### Extrait
────
Revenant chaque été dans le même hameau perdu des montagnes du Val d’Aoste, un petit citadin se lie d’amitié avec un gamin du cru et découvre à son contact la rudesse et les beautés de la nature alpine. Parvenu à l’âge adulte et cherchant sa voie après la disparition d’un père qu’il n’a jamais vraiment compris, Pietro finira par retourner auprès de son ami, toujours resté sur le même pan d’alpage où il tente obstinément de maintenir un mode de vie d’un autre siècle.

Il est impossible de ne pas voir de larges traits autobiographiques dans la narration de Pietro, tant cette histoire exprime d’intime ressenti et revêt des accents d’authenticité jusque dans ses plus infimes détails. L’intrigue, très simple, tire son épaisseur de ses personnages, dont on découvre peu à peu les multiples nuances, restituées avec une sensibilité toute de finesse et de pudeur. Chez Paolo Cognetti, l’émotion ressemble à ce petit torrent de montagne qui, dans son livre, court sous-terre avant d’émerger plus en aval : on la ressent plus qu’on ne la lit, elle sourd au travers des lignes et se laisse deviner plus qu’elle ne s’exprime. Et elle s’enterre parfois au tréfonds d’une génération pour rejaillir à la suivante, dans de curieuses répétitions des mêmes destins.

La couleur de ce livre est d’abord celle d’une indéfectible amitié, entre deux garçons, puis deux adultes, que tout sépare : Pietro se cherche de par le monde, Bruno s’accroche à la montagne qu’il n’a jamais quittée, mais, chacun à leur façon, ils vivent les mêmes apprentissages et les mêmes blessures, tentant de se construire un avenir en se réconciliant avec leur passé et leur héritage filial.
────
[Entrées de données enregistrées]
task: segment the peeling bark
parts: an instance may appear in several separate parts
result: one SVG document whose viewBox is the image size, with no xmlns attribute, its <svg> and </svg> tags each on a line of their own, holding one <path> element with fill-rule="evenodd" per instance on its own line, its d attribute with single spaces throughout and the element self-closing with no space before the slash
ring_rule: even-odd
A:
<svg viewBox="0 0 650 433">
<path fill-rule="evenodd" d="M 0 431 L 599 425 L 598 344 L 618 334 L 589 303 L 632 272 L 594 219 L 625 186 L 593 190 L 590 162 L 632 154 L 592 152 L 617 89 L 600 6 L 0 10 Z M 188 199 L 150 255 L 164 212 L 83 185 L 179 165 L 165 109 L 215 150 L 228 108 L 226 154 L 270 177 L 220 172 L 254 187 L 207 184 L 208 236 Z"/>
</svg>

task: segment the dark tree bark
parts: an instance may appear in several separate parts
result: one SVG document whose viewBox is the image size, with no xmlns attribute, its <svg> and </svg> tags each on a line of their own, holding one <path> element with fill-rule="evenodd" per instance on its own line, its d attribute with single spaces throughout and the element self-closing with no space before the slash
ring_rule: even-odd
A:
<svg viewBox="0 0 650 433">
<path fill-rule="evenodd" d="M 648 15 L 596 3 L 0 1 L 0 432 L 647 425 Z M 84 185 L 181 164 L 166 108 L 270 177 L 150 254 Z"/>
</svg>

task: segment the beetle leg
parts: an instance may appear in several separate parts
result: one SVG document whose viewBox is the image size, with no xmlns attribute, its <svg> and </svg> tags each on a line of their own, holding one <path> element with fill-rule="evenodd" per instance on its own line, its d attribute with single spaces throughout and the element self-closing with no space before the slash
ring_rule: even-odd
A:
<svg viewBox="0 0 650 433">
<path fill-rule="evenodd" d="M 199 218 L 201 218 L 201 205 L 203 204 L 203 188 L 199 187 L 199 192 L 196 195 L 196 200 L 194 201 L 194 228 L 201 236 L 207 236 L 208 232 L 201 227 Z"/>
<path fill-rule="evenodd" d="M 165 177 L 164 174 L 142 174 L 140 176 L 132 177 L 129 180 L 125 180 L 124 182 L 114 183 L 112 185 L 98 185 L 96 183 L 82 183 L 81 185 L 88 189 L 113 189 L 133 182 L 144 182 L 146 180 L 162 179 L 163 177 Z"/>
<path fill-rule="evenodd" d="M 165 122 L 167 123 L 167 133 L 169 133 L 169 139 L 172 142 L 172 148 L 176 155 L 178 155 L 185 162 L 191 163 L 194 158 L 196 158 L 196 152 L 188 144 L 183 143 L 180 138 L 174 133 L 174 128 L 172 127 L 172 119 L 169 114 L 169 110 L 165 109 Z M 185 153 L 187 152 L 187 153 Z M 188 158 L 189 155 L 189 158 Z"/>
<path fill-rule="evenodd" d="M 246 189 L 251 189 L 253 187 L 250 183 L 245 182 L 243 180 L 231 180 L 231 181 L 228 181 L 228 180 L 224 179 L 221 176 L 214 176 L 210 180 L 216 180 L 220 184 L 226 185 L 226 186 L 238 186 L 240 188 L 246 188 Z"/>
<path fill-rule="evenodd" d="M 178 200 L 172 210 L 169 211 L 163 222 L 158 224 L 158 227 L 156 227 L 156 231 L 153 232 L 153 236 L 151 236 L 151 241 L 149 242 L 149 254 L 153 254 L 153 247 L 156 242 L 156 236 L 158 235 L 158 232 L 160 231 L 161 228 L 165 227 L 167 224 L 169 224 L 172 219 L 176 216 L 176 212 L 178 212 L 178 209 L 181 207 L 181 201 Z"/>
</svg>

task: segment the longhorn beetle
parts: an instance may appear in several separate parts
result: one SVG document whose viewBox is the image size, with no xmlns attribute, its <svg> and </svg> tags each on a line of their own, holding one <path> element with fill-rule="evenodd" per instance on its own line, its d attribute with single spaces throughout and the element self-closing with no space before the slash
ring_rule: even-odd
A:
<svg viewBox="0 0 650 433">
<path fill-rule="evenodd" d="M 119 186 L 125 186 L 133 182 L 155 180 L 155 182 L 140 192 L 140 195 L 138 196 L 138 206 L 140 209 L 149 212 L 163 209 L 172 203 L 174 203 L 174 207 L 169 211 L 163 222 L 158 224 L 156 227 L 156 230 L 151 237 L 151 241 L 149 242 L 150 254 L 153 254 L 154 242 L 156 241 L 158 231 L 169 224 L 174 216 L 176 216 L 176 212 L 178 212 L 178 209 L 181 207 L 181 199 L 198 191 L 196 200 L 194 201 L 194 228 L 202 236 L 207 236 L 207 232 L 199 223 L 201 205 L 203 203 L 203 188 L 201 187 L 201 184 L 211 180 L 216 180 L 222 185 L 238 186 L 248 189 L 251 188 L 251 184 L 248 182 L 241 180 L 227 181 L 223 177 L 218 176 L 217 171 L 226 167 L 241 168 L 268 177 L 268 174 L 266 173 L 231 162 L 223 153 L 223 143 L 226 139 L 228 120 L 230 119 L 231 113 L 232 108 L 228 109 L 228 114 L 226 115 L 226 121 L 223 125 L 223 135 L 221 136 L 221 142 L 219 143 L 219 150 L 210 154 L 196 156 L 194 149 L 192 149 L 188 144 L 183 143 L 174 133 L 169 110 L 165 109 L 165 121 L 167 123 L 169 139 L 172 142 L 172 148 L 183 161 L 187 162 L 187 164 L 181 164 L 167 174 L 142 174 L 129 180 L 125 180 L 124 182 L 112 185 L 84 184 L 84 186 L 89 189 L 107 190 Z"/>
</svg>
────
### Consigne
Relevez, dans l'ordre de leur première apparition et sans répétition, tous les noms de personnes mentionnés dans l'extrait sur le roman de montagne.

### Résultat
Pietro, Paolo Cognetti, Bruno